Excerpts from a pointing dataset ::
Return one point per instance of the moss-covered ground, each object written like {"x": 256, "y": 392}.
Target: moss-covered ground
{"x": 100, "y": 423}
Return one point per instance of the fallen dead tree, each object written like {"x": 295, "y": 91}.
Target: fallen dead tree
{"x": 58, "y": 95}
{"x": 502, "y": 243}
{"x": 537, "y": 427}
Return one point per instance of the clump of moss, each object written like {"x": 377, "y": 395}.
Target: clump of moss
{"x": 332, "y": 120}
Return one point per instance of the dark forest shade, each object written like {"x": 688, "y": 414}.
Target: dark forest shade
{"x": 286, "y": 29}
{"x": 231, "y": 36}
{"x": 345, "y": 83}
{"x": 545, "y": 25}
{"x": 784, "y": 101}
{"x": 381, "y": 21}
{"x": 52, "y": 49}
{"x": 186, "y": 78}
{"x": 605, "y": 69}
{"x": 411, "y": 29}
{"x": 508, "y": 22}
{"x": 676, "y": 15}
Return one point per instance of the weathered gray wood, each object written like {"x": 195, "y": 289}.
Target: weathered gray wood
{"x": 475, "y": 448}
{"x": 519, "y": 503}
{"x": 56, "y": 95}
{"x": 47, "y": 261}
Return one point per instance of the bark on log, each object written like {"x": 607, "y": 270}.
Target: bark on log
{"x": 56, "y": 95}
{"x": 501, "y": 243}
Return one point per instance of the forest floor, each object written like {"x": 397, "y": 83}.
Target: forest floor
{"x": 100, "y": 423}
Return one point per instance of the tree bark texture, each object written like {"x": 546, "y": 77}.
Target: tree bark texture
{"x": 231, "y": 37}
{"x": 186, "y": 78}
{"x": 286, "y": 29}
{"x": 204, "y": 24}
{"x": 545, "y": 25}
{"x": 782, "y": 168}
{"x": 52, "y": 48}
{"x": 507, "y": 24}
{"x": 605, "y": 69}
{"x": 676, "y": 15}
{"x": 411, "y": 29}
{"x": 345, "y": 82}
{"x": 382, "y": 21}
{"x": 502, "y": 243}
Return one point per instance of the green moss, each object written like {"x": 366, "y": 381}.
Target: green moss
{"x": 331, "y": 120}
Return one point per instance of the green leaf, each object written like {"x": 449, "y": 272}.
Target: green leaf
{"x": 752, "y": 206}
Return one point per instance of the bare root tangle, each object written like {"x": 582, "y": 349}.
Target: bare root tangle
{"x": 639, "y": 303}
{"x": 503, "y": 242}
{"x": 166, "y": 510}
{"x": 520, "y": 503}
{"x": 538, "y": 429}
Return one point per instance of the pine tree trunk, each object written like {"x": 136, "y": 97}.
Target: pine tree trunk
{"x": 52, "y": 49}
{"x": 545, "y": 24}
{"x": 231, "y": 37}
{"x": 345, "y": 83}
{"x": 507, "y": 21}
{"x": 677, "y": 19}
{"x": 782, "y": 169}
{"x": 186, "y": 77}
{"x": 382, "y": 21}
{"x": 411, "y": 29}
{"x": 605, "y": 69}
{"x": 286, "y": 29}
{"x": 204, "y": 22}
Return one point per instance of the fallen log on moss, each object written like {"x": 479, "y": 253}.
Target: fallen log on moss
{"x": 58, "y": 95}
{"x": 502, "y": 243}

PROMPT :: Please retype all of the rows above word for word, with every character unchanged.

RESULT BELOW ::
Return one point per instance of the moss-covered ground, each object written like {"x": 256, "y": 392}.
Target: moss-covered ground
{"x": 100, "y": 423}
Return one point per instance of the fallen dead tree, each object written like {"x": 295, "y": 91}.
Target: fallen dead tree
{"x": 58, "y": 95}
{"x": 502, "y": 243}
{"x": 537, "y": 427}
Return one point per instance of the clump of moss, each object written like {"x": 377, "y": 395}.
Target: clump of moss
{"x": 332, "y": 120}
Return one point per instance of the dark forest shade, each object written like {"x": 688, "y": 414}.
Target: dark forest shade
{"x": 286, "y": 29}
{"x": 231, "y": 36}
{"x": 345, "y": 83}
{"x": 545, "y": 25}
{"x": 784, "y": 101}
{"x": 381, "y": 21}
{"x": 52, "y": 49}
{"x": 186, "y": 78}
{"x": 605, "y": 69}
{"x": 411, "y": 29}
{"x": 508, "y": 22}
{"x": 676, "y": 15}
Return one point per instance of the weathered gray wood, each object written like {"x": 195, "y": 289}.
Target: weathered gray wood
{"x": 475, "y": 448}
{"x": 519, "y": 503}
{"x": 56, "y": 95}
{"x": 47, "y": 261}
Return one point per instance of the bark on log, each object written like {"x": 607, "y": 270}.
Target: bark on log
{"x": 56, "y": 95}
{"x": 501, "y": 243}
Return one point per instance of the forest floor, each object written like {"x": 397, "y": 83}.
Target: forest floor
{"x": 100, "y": 423}
Return one point per instance of the tree bark texture, each object written like {"x": 546, "y": 77}.
Target: tree bark texture
{"x": 231, "y": 37}
{"x": 186, "y": 78}
{"x": 286, "y": 29}
{"x": 204, "y": 24}
{"x": 545, "y": 25}
{"x": 782, "y": 168}
{"x": 52, "y": 48}
{"x": 507, "y": 24}
{"x": 605, "y": 69}
{"x": 676, "y": 15}
{"x": 411, "y": 29}
{"x": 345, "y": 82}
{"x": 382, "y": 21}
{"x": 502, "y": 243}
Return one point per instance of the green moss, each object written like {"x": 366, "y": 381}.
Target: green moss
{"x": 331, "y": 120}
Return one point per instance of the green leaf, each object written like {"x": 449, "y": 272}.
Target: green leaf
{"x": 752, "y": 206}
Return one point per instance of the bare root tangle, each object written like {"x": 582, "y": 349}.
Target: bare root tangle
{"x": 639, "y": 303}
{"x": 503, "y": 242}
{"x": 166, "y": 510}
{"x": 520, "y": 503}
{"x": 538, "y": 429}
Return one point per instance of the pine tree trunk, each object written like {"x": 136, "y": 97}.
Target: pine tree trunk
{"x": 52, "y": 49}
{"x": 545, "y": 24}
{"x": 231, "y": 37}
{"x": 345, "y": 83}
{"x": 507, "y": 21}
{"x": 677, "y": 19}
{"x": 782, "y": 169}
{"x": 186, "y": 77}
{"x": 382, "y": 21}
{"x": 411, "y": 29}
{"x": 605, "y": 69}
{"x": 286, "y": 29}
{"x": 204, "y": 22}
Return one point per instance of the fallen log on moss, each object written like {"x": 479, "y": 253}.
Target: fallen log on moss
{"x": 58, "y": 95}
{"x": 502, "y": 243}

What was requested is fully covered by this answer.